Supplied material:
— Start —

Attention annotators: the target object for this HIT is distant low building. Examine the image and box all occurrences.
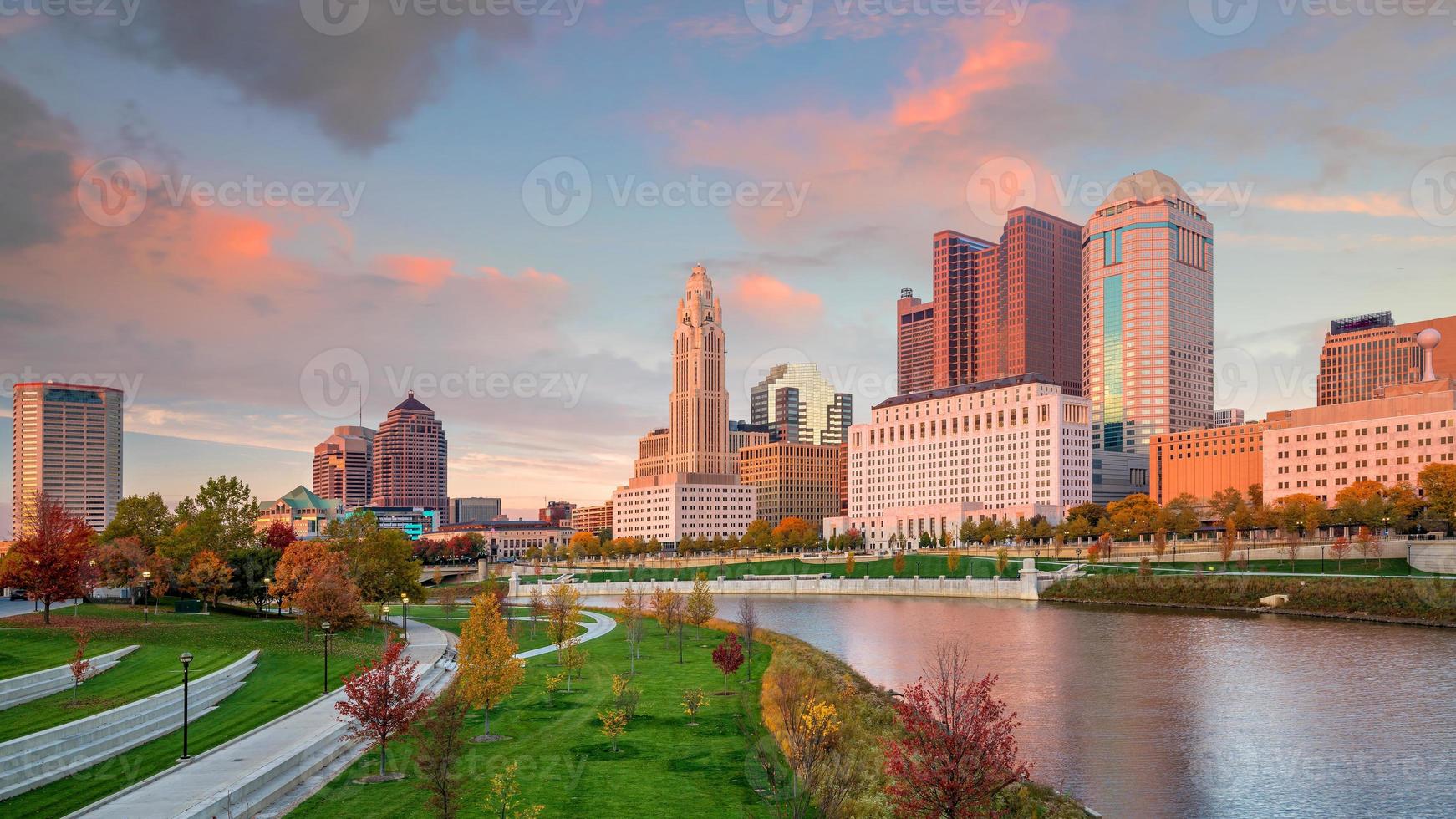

— End —
— Start —

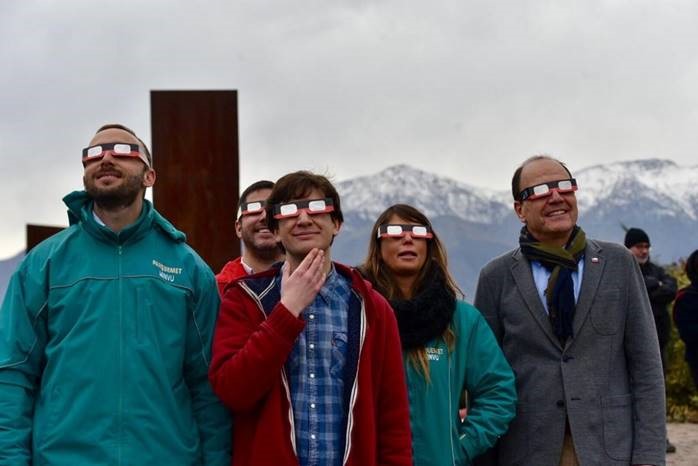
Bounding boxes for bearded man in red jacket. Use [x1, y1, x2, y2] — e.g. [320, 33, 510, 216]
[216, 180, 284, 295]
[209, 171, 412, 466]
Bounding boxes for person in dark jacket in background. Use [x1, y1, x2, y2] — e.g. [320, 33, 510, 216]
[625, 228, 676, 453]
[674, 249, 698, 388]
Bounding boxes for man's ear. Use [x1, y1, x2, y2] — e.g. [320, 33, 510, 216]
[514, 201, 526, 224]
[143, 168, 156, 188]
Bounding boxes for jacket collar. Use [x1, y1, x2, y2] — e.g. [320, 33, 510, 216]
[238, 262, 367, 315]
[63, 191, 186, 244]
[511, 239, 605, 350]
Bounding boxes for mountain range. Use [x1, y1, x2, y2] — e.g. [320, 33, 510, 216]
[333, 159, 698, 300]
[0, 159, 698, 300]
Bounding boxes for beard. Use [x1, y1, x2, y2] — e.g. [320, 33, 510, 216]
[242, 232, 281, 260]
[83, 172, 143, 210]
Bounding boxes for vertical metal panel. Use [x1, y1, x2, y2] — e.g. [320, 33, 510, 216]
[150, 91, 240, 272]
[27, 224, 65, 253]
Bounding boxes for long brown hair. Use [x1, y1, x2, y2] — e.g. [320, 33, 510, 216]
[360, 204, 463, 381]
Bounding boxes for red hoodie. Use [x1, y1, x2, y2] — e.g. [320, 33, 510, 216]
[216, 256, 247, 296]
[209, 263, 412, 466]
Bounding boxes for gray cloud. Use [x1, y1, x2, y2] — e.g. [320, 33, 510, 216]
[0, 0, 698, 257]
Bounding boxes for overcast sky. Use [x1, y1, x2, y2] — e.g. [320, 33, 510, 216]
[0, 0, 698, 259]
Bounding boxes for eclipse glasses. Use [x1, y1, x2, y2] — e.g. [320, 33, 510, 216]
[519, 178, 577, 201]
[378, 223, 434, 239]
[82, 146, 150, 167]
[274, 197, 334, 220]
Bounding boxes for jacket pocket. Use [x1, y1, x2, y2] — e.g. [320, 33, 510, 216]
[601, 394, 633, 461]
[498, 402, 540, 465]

— End —

Direction: Convert everything in the records from the line containing "Bounding boxes for red" down to the line containing "[498, 402, 540, 465]", both included, into a numbered list with one line per item and no blank lines. Include no other lines.

Answer to the exercise:
1. Bounding boxes for red hoodie. Use [x1, y1, x2, y2] — e.g. [320, 33, 510, 216]
2. [216, 256, 247, 296]
3. [209, 263, 412, 466]
4. Bounding boxes for gray cloud. Use [x1, y1, x2, y2] — e.g. [320, 33, 510, 216]
5. [0, 0, 698, 257]
6. Bounding boxes for overcast sky. Use [x1, y1, x2, y2] — e.g. [320, 33, 510, 216]
7. [0, 0, 698, 259]
8. Bounding boxes for eclipse glasses. Use [x1, y1, x2, y2] — e.g. [320, 33, 510, 216]
9. [519, 178, 577, 201]
10. [378, 223, 434, 239]
11. [82, 146, 150, 167]
12. [274, 197, 334, 220]
13. Bounding boxes for jacket pocket. Use [x1, y1, x2, y2] — e.g. [320, 33, 510, 216]
14. [601, 394, 633, 461]
15. [498, 402, 540, 465]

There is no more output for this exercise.